Enunciado do exercício - Transcreva literalmente o trecho do texto sobre a reação sueca à pandemia começando em “Com 477 mortes” e seguindo até “não sejam essenciais.”.

Texto em estudo -
....................

Com 477 mortes e 7.206 contaminados, o país não adotou uma quarentena obrigatória. Ainda é possível ir a restaurantes, à academia e levar as crianças de até 16 anos na escola. Nas últimas semanas, o governo recomendou a redução do fluxo de pessoas, cancelou shows, grandes eventos e interrompeu o calendário de partidas de futebol e hóquei. Também proibiu visitas a casas de idosos e viagens ao exterior que não sejam essenciais.

Ao ver a epidemia avançar, o governo procura ter poderes mais amplos, como a possibilidade de fechar aeroportos e estações ferroviárias sem aprovação do Parlamento. A coalizão de governo, liderada pelos social-democratas, diz que falta suporte legal para reagir à pandemia com a velocidade necessária.

“Vimos a rapidez com que a situação na Suécia e na Europa pode mudar e vemos a necessidade de mais possibilidades para reagir se a situação exigir”, afirmou a ministra da Saúde e Assuntos Sociais, Lena Hallengren, em comunicado.

A estratégia atual, do epidemiologista chefe do país, Anders Tegnell, é de reduzir a velocidade da disseminação, mas permitindo que parte da população adquira imunidade ao vírus. No meio tempo, o sistema de saúde tem sido reforçado, assim como as recomendações para sair cada vez menos de casa. “Meu sentimento é de que os suecos estão levando isso a sério”, afirma Daniel Antonsson.

....................

Trechos dos registros -
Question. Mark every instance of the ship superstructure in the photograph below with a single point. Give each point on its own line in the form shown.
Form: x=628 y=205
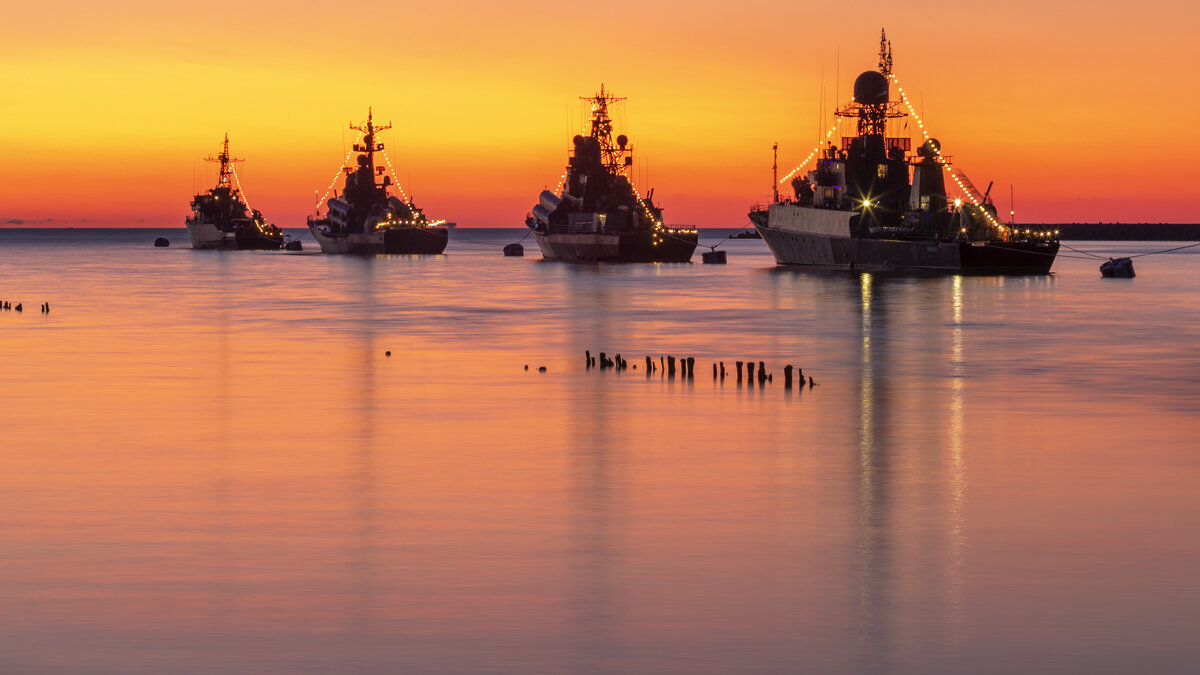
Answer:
x=365 y=217
x=221 y=219
x=873 y=203
x=598 y=215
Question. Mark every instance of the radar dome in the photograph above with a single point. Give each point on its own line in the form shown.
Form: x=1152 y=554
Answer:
x=871 y=88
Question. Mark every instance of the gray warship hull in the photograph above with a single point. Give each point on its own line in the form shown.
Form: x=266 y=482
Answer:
x=821 y=238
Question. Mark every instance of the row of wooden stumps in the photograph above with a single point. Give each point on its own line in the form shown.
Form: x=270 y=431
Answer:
x=21 y=308
x=687 y=369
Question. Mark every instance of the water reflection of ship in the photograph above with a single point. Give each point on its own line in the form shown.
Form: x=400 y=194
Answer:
x=859 y=209
x=221 y=219
x=598 y=216
x=885 y=459
x=365 y=219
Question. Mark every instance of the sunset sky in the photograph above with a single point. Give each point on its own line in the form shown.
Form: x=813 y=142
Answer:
x=1085 y=109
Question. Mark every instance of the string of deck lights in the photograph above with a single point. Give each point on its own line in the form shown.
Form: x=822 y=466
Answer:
x=949 y=168
x=399 y=186
x=815 y=150
x=346 y=162
x=237 y=184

....................

Resolução do problema -
Com 477 mortes e 7.206 contaminados, o país não adotou uma quarentena obrigatória. Ainda é possível ir a restaurantes, à academia e levar as crianças de até 16 anos na escola. Nas últimas semanas, o governo recomendou a redução do fluxo de pessoas, cancelou shows, grandes eventos e interrompeu o calendário de partidas de futebol e hóquei. Também proibiu visitas a casas de idosos e viagens ao exterior que não sejam essenciais.